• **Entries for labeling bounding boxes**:

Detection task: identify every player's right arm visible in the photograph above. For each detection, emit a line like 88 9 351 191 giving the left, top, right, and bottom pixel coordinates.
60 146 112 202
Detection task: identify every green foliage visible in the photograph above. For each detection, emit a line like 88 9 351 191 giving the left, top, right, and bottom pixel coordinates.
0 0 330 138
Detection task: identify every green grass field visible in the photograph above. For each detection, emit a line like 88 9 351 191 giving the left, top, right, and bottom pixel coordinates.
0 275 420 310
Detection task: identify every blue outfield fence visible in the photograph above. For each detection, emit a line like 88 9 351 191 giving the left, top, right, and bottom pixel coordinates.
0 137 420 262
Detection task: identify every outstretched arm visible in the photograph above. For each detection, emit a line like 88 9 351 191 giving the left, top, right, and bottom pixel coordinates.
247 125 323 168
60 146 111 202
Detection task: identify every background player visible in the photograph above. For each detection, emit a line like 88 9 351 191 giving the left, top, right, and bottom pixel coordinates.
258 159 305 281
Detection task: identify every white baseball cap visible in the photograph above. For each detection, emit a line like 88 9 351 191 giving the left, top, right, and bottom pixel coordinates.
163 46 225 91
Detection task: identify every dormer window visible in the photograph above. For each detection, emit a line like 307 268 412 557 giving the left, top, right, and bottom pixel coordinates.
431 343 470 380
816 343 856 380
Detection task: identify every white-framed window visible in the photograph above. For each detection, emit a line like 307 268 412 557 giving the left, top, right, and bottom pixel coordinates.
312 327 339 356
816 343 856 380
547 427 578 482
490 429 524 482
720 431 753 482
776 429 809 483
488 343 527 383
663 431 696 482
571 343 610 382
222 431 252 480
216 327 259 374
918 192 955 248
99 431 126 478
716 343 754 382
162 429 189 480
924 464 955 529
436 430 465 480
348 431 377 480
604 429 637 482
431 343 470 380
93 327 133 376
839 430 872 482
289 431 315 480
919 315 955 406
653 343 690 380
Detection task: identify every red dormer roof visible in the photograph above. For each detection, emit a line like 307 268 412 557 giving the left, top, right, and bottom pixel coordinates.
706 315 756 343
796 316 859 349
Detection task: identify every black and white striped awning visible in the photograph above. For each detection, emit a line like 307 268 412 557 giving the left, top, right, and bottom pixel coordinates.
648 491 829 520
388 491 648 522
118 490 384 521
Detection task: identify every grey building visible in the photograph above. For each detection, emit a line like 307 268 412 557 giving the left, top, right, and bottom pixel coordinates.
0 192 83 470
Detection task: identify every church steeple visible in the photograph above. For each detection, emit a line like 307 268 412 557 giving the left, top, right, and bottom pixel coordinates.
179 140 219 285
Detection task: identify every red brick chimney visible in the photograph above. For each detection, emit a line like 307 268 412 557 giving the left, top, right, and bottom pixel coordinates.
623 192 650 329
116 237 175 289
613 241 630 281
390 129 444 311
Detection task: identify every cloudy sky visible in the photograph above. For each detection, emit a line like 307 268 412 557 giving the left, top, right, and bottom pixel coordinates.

• **INSTRUCTIONS TO FOLLOW**: Copy the rows above word for word, from the first row through the line that contains "653 343 690 380", including that line.

• **EXERCISE RESPONSE**:
Detection task: identify every player's right arm visible in the photograph above. For each detection, emit a line like 88 9 351 191 giving the left, top, right, and bottom pixel coordinates.
60 146 112 202
Detection task: identify every green foliage visible in the photograph above. For each detection, emit a line like 88 9 351 191 giving the left, top, right, and bottom pixel coordinates.
0 0 330 138
Detection task: identify every green grass field visible in the photograph above. For each detection, emit a line like 88 9 351 191 giving the left, top, right, and bottom pixel coordinates.
0 275 420 310
Detection task: identify every blue outfield fence visible in the photograph above. For each detection, emit a line like 88 9 351 191 giving the left, top, right, and bottom pixel coordinates.
0 137 420 262
Detection task: identify every outstretched arm visible in the photograph above. For each detection, emit a line like 88 9 351 191 giving the left, top, right, and bottom pixel coordinates.
247 125 323 168
60 146 111 202
Detection task: identify every background player visible in the photograph above. For each detection, emit a line like 88 9 351 191 giving the left, top, right, and bottom pixel coordinates.
258 159 305 281
Detection task: identify every white baseball cap visible in the photograph above. For each detection, emit a line like 88 9 351 191 giving the left, top, right, and bottom pixel coordinates.
163 46 225 91
Detection task: identify every dormer window visible in the photograph above. For each detection, emit a line like 307 268 412 557 giving the left, top, right, and bottom pixel coordinates.
431 343 470 380
816 343 856 380
Detection task: identify every white-framed window visible in the photograph above. For each detection, emit a line like 307 268 412 557 giving the left, top, right, and bottom pixel coordinates.
312 327 339 356
816 343 856 380
547 427 578 482
490 429 524 482
720 431 753 482
776 429 809 483
488 343 527 383
663 431 696 482
571 343 610 382
222 431 252 480
216 327 259 374
918 192 955 248
99 431 126 478
716 343 754 382
162 429 189 480
924 464 955 529
436 430 465 480
348 431 377 480
604 429 637 482
431 343 470 380
93 327 133 376
839 430 872 482
289 431 315 480
919 315 955 406
653 343 690 380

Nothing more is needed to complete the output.